> [EXERCISE A] In the Resolver Systems article, how many lines of tests did the codebase contain when Resolver One launched?
> [EXERCISE B] Please copy the Resolver Systems article word for word, from "Resolver One launched" up to and including "Why IronPython?".

-- Begin DOCUMENT PASSAGE --

IronPython at Resolver Systems: Python Learns New Tricks
Category: | Business |
---|---|
Keywords: | ironpython, spreadsheet, web |
Title: | IronPython at Resolver Systems: Python Learns New Tricks |
Author: | Jonathan Hartley |
Date: | 2008/06/02 01:00:00 |
Website: | http://www.resolversystems.com |
Summary: | Resolver Systems uses IronPython and .NET for Resolver One, a desktop and web-accessible spreadsheet aimed primarily at the financial services market. |
Logo: |
Introducing IronPython
Pairing the Python language's expressivity with the seamless availability of the extensive .NET class libraries makes IronPython a powerful combination for Resolver Systems.
About Resolver Systems
Resolver Systems is a two year-old start-up based on the outskirts of London's financial district. Our first product, Resolver One, is a desktop and web-accessible spreadsheet aimed primarily at the financial services market. It is written entirely in IronPython, and directly exposes end-users to Python, both as expressions in cell formulae, and as an embedded scripting language which provides programmatic access to spreadsheet content.
Resolver One launched in Spring of 2008, by which time the team had grown to fourteen people, and the codebase to 40k lines of product and 140k lines of tests.
Why IronPython?
From the outset, it was clear that it would be good to use an existing language as our embedded scripting language, rather than inventing one. A dynamic language would confer appropriate type semantics on the spreadsheet formulae. It would be advantageous if this same language could also be used for development of the Resolver One application itself. There was also a requirement for .NET interoperability, so that both our own development team and our users could invoke existing .NET libraries, especially the powerful Graphical User Interface (GUI) components in the System.Windows.Forms module of the .NET class libraries themselves.
Python was regarded fondly by our founders, but could not directly fulfil the requirement for .NET interoperability. Python for .NET was considered, allowing Python developers to call .NET assemblies, but in the end this lost out to IronPython, a reimplementation of Python as a .NET language, which runs directly on the Common Language Runtime (CLR). At the time, IronPython felt like a somewhat risky proposition. At v0.7 it was still relatively young, and had an extremely low profile. The acquisition of IronPython by Microsoft also raised uncertainties about the project's future, should it be deemed contrary to Microsoft's strategy.
However, our initial experiments with IronPython went well. It turned out to be trivially easy to create a GUI using the excellent design tool in Visual Studio, then inherit from these classes in Python code and implement all behaviour in Python, in the Integrated Development Environment (IDE) of one's choice. (Developers choose their own IDE, so we sport an entertaining diversity of them, currently: Eclipse, Vi, Emacs, Wing, Komodo and the lightweight but surprisingly useful Textpad.)
For example, IronPython code can easily display a .NET Form, using:
# Add a reference to the required .NET assembly # This only need be done once per application import clr clr.AddReference("System.Windows.Forms") # Then import symbols from the assembly, as if from a Python module from System.Windows.Forms import Application, Form # Then use the imported symbols as though they were native Python types form = Form() form.Text = "Hello World" Application.Run(form)

-- End DOCUMENT PASSAGE --
-- Begin GIVEN ENTRIES --

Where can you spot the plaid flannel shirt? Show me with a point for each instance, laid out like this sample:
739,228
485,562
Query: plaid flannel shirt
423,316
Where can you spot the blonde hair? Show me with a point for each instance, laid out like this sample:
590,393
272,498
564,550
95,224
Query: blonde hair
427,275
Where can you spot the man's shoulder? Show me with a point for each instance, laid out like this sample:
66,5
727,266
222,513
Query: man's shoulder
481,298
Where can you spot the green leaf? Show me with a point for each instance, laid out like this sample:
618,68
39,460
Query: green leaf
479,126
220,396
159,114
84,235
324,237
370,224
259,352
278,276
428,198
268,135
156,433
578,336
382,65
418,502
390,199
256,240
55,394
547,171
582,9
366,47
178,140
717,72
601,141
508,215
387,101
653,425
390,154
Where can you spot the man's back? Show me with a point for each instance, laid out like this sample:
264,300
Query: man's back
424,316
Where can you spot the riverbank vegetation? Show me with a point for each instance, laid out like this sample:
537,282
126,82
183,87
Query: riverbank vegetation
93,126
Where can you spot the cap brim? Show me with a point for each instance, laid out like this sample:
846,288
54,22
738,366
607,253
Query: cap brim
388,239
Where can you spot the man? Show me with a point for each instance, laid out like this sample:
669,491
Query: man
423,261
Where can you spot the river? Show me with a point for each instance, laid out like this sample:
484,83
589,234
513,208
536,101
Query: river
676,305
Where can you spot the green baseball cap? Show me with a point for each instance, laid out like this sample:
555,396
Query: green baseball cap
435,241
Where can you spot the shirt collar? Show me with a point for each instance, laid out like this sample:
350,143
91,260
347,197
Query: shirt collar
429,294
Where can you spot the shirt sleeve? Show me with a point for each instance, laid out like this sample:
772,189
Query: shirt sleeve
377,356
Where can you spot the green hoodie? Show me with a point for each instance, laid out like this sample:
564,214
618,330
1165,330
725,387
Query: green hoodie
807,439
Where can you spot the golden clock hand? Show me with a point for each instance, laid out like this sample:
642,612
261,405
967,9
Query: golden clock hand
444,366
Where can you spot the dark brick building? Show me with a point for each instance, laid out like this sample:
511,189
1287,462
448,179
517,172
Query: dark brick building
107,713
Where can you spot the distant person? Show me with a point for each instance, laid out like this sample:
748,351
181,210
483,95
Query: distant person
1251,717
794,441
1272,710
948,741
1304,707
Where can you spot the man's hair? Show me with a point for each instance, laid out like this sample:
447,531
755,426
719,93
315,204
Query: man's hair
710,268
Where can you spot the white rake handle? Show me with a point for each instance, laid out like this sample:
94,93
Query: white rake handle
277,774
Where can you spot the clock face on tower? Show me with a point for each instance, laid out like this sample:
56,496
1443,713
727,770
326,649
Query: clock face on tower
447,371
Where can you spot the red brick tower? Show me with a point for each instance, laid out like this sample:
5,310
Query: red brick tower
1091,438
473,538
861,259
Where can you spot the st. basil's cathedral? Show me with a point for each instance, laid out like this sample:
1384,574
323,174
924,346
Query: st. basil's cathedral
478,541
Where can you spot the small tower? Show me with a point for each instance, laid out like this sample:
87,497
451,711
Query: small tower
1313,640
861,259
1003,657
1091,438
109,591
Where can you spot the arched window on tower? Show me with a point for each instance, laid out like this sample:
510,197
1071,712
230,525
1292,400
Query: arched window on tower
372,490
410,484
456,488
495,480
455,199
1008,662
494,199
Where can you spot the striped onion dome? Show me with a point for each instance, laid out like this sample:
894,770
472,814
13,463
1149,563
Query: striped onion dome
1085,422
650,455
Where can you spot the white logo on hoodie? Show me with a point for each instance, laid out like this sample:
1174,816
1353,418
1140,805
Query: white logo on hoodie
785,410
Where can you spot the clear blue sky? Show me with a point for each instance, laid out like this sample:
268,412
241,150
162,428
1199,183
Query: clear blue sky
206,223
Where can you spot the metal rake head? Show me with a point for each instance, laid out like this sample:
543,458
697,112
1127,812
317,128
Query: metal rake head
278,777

-- End GIVEN ENTRIES --

> [TASK SOLUTION A] 140k lines of tests.

> [TASK SOLUTION B]
Resolver One launched in Spring of 2008, by which time the team had grown to fourteen people, and the codebase to 40k lines of product and 140k lines of tests.
Why IronPython?